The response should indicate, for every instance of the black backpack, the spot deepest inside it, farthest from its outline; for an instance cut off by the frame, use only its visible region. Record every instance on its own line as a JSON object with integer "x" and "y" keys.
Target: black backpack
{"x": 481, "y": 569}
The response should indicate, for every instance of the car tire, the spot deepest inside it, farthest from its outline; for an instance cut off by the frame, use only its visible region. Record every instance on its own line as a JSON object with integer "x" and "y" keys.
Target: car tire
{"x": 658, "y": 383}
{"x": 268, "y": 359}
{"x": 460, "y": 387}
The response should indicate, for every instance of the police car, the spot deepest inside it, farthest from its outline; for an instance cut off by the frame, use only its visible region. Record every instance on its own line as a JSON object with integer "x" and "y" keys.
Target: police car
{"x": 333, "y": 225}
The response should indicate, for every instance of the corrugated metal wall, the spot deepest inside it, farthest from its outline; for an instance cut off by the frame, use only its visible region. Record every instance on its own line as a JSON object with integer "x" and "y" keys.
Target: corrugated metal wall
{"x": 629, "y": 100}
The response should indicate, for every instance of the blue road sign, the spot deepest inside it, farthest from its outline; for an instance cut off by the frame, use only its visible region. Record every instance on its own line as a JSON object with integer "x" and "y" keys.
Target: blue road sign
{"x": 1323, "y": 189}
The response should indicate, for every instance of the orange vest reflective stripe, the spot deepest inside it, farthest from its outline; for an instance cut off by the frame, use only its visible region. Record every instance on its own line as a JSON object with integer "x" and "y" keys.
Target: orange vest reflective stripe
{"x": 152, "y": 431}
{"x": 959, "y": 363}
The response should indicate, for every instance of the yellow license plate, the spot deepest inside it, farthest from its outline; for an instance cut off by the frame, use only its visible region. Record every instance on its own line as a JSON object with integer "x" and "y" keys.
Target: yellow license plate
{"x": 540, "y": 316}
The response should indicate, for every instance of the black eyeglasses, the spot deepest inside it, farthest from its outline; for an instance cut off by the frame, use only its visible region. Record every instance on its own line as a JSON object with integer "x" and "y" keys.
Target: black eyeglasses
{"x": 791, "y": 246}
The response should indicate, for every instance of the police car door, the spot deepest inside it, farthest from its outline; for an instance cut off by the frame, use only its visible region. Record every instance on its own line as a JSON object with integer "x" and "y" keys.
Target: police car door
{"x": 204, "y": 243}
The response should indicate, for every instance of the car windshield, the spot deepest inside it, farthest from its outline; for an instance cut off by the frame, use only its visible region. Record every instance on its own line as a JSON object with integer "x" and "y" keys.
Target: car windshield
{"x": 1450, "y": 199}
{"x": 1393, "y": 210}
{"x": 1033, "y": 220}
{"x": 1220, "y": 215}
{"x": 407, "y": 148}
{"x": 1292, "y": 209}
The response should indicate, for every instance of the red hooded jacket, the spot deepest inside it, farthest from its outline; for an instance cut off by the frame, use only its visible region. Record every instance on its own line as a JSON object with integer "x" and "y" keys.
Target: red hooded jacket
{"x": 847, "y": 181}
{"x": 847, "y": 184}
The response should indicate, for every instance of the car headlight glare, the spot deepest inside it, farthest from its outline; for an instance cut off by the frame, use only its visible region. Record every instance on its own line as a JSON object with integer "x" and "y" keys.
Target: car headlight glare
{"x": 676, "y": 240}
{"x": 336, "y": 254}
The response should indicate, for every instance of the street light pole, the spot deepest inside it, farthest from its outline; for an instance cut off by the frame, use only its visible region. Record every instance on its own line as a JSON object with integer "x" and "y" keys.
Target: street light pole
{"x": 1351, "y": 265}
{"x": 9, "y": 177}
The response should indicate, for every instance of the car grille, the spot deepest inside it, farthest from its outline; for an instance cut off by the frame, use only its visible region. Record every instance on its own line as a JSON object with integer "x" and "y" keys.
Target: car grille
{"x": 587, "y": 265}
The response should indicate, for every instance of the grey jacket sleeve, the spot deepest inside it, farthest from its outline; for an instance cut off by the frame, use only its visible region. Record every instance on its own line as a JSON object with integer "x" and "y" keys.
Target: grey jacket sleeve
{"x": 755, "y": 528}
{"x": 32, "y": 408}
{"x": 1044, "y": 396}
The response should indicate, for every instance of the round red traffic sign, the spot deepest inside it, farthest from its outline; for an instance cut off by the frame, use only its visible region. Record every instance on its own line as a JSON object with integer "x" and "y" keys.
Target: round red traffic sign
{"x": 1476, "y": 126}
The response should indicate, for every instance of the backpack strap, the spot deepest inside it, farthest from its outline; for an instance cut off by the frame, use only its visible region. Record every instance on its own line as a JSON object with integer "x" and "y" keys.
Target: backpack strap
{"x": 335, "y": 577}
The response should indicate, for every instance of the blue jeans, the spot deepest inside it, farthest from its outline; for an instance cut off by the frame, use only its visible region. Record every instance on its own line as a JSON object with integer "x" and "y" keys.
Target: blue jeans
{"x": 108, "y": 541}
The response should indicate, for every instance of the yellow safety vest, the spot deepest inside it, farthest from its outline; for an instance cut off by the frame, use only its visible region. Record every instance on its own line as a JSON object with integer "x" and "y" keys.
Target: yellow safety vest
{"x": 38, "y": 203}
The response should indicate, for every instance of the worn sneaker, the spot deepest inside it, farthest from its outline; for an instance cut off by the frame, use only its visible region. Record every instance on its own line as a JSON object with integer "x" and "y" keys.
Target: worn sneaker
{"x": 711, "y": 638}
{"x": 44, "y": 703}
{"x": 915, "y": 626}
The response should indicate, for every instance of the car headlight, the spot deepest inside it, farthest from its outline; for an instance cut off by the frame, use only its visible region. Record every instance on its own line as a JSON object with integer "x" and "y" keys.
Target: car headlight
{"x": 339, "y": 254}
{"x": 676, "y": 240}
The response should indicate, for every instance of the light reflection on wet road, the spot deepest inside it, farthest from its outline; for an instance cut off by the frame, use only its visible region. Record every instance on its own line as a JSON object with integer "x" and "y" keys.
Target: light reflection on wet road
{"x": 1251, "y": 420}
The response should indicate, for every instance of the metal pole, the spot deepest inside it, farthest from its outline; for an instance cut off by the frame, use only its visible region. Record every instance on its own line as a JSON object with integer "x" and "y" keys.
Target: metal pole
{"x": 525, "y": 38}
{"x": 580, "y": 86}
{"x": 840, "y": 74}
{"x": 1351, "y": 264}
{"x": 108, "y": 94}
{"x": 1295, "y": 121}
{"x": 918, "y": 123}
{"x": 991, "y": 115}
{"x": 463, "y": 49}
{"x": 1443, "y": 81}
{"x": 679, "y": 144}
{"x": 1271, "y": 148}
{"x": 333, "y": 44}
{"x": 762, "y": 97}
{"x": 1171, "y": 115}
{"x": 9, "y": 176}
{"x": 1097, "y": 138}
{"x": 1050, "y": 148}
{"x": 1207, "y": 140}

● ● ●

Return each line of the rows above that contains the word "street", copied unchanged, one per line.

The response should indicate, for every instance of the street light pole, the spot deepest inside it, farthest from its outline; for an instance cut off by the frame, use only its visible region. Record every instance on its own line as a JSON object with integer "x" and "y" keys.
Target: street light pole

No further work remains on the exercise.